BEGIN Exercise material

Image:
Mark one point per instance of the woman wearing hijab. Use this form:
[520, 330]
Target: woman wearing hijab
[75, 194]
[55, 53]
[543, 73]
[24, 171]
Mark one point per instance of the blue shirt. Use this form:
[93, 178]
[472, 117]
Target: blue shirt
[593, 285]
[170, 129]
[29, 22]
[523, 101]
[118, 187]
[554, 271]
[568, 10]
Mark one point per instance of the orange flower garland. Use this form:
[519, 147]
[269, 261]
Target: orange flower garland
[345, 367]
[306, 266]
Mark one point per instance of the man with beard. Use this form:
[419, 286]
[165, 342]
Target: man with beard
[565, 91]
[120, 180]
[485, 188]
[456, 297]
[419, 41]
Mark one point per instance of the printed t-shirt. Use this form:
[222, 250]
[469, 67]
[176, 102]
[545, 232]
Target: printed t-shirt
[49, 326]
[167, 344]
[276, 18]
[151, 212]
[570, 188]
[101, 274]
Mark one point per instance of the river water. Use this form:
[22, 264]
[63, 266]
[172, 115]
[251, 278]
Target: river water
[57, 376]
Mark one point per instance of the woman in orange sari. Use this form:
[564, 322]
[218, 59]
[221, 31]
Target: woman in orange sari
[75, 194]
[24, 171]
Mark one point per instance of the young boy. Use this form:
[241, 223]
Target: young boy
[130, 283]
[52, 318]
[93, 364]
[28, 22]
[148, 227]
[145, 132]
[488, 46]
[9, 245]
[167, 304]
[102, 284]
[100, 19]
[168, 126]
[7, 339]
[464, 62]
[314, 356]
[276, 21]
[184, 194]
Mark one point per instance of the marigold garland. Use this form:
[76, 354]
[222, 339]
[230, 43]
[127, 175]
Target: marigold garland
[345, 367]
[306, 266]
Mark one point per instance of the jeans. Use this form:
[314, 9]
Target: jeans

END Exercise material

**Task goal**
Copy the material above, line for line.

**Task response**
Image:
Mark one point per instance of the woman wearing hijab. Use this form:
[520, 330]
Target: woman wearing hijab
[75, 194]
[55, 53]
[543, 73]
[24, 171]
Mark one point per instance of the blue shirt. Use this form:
[93, 178]
[472, 117]
Target: blue shirt
[593, 285]
[170, 129]
[29, 22]
[523, 101]
[118, 187]
[554, 271]
[568, 10]
Mark one point per instance of the orange flower garland. Use this form:
[519, 147]
[269, 261]
Target: orange flower garland
[345, 367]
[306, 266]
Mark one point per instance of the man with beard. Use this form:
[419, 286]
[165, 342]
Target: man with beard
[565, 91]
[120, 180]
[485, 188]
[456, 297]
[419, 41]
Mark one point per instance of the printed t-shirt. Use this form:
[222, 250]
[469, 67]
[176, 102]
[545, 232]
Target: printed t-shirt
[49, 326]
[167, 344]
[276, 18]
[151, 212]
[570, 188]
[101, 274]
Mark one point per instance of the river water. Use this form:
[22, 264]
[63, 266]
[172, 115]
[251, 278]
Target: river water
[57, 376]
Mark one point per instance of the woman in orange sari. Use this form:
[564, 322]
[218, 59]
[221, 31]
Target: woman in orange sari
[75, 194]
[24, 171]
Mark one point per instance of the young boy. Use this form:
[241, 223]
Target: young boy
[130, 283]
[52, 318]
[93, 364]
[28, 22]
[148, 227]
[145, 132]
[488, 46]
[9, 245]
[167, 304]
[102, 284]
[100, 19]
[168, 126]
[7, 339]
[464, 62]
[314, 356]
[276, 21]
[184, 194]
Mark one point per instance of the marigold garland. Use this form:
[76, 354]
[222, 339]
[230, 43]
[127, 175]
Target: marigold garland
[345, 367]
[306, 266]
Mark one point per instance of the jeans. Use this form:
[314, 9]
Target: jeans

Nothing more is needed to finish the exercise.